[start PASSAGE SHOWN]

# European delivery lease question



## Bagay65 (Mar 24, 2013)

I believe I read Bmw picks up the first lease payment as part of ED delivery.
Is this accurate.


----------



## bruza (Sep 3, 2010)

BMW actually picks up the second monthly payment (and adjusts the Money Factor to reflect that). 

In both of my ED's, the first payment was included in my amount due at signing.


----------



## tim330i (Dec 18, 2001)

Welcome to Bimmerfest! I moved your question to the ED forum, you will get more help in here.

Tim


----------



## visi107 (Mar 20, 2013)

It seems to me though that you end up making lease payments for a significant amount of time when you have no car to drive.
It takes 6-10 weeks for the car to come back to the states (east vs west coast) right? Lets pick an average of 8 weeks. BMW makes one payment but raises your MF in return so you could argue this might even be a wash but regardless. 
Also what is the minimum amount of time that you have to sign the lease and make the first payment(here in the US) before the pick up in Germany? I have read that it is 2 weeks

So then 2 weeks (ahead of pickup) + 8 weeks(waiting for car to come back) means 10 weeks total that you don't have a car but making payments. If you want to count the payment BMW makes then 10 weeks - 4 weeks= 6 weeks; So in reality then you are paying for you car for at least 6 weeks even thought you don't have a car? (If buying this wouldn't be an issue because you don't have to return the car at a certain date as you do with a lease)

Is this something that is just widely known and accepted because this seems kind of unfair?


----------



## frank325 (Dec 29, 2005)

Take into account the significant discount you're getting on the car, I don't have many complaints.


----------



## Ninong (May 20, 2014)

visi107 said:


> It seems to me though that you end up making lease payments for a significant amount of time when you have no car to drive.
> It takes 6-10 weeks for the car to come back to the states (east vs west coast) right? Lets pick an average of 8 weeks. BMW makes one payment but raises your MF in return so you could argue this might even be a wash but regardless.
> Also what is the minimum amount of time that you have to sign the lease and make the first payment(here in the US) before the pick up in Germany? I have read that it is 2 weeks
> 
> ...


It's not unfair at all. Whether you finance or lease or pay cash for your car, you still have to finish that process a couple of weeks before you take delivery at the BMW Welt. If you finance the car, the finance charges start the day you sign the contract even though your first payment may not be due for 60 days. If you pay cash for the car, you are still withdrawing the full purchase price of the car from your brokerage account (or similar) a good two months before the car will back in your garage.

Don't forget that you also have the use of the car during your vacation in Europe, which saves you a lot of money compared to renting a comparable car over there. And you're saving thousands of dollars on the purchase price compared to what it costs you for the same thing off the dealer's showroom floor.

With a lease, the first payment is due the date of the lease and the second payment is due 30 days later. You may still be in Europe 30 days after the date you signed the lease, so BMW makes that payment for you, then adjusts the MF a little higher. If you finance it with them, they make your first payment due 60 days from the date of the contract -- interest charges still start with the date printed on the contract.

[end PASSAGE SHOWN]

*WHAT THE EXERCISE ASKS:* Summarize the European delivery lease thread in three sentences.

[start RECORDS]

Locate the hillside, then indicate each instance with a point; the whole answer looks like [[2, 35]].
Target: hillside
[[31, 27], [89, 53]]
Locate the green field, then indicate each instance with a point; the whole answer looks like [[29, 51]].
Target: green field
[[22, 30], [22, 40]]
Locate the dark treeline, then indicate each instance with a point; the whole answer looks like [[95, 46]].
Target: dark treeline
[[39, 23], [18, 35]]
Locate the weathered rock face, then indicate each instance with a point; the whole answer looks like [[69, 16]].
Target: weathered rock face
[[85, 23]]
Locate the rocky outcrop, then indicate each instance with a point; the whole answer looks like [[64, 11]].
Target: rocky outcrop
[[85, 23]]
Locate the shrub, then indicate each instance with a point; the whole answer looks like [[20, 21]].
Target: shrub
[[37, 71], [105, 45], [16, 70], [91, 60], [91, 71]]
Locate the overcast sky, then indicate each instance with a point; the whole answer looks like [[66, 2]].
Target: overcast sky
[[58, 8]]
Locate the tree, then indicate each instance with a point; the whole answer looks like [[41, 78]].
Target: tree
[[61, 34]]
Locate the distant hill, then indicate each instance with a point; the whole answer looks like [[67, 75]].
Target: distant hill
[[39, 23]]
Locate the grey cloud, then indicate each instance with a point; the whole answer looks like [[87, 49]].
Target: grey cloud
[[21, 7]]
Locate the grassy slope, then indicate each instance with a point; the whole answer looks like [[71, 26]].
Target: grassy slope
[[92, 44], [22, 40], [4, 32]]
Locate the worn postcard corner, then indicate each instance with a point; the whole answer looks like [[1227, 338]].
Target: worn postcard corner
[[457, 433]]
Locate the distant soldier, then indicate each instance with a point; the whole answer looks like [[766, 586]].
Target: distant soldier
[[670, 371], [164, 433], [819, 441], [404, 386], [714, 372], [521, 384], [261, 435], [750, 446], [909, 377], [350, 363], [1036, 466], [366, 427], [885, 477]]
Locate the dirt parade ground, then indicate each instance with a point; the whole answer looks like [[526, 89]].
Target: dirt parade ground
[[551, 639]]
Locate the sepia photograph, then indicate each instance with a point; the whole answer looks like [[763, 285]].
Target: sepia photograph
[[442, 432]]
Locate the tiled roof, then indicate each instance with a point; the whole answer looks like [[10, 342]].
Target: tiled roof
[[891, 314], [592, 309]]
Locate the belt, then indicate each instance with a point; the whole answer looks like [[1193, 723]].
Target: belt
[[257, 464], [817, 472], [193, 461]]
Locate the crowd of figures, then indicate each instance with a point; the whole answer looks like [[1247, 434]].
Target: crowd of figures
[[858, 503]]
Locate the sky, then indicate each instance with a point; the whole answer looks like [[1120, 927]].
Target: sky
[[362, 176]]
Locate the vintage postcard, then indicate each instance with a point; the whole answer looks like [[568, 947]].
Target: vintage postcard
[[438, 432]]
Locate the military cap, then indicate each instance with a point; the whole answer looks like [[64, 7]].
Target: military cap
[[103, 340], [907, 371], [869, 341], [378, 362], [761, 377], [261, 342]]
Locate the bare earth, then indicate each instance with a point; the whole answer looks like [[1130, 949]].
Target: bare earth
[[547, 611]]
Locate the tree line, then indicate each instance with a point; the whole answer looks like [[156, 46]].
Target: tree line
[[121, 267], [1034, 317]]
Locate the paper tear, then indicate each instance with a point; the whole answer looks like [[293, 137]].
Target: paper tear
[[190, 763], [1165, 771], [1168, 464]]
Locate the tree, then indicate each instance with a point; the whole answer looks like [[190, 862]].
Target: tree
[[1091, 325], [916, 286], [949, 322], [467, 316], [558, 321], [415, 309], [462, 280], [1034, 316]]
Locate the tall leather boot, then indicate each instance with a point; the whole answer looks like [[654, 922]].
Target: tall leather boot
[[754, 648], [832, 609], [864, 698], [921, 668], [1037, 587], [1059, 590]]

[end RECORDS]

*ANSWER:* A poster asks whether BMW covers the first lease payment with European delivery, and a reply says BMW actually covers the second monthly payment and adjusts the money factor, while the first payment is due at signing. Another poster objects that lessees keep paying for weeks without a car, counting about two weeks before pickup plus about eight weeks waiting for the car to come back to the States. Replies counter that the discount on the car and its use during a European vacation offset this, and that financing or cash buyers also finish the process weeks before delivery.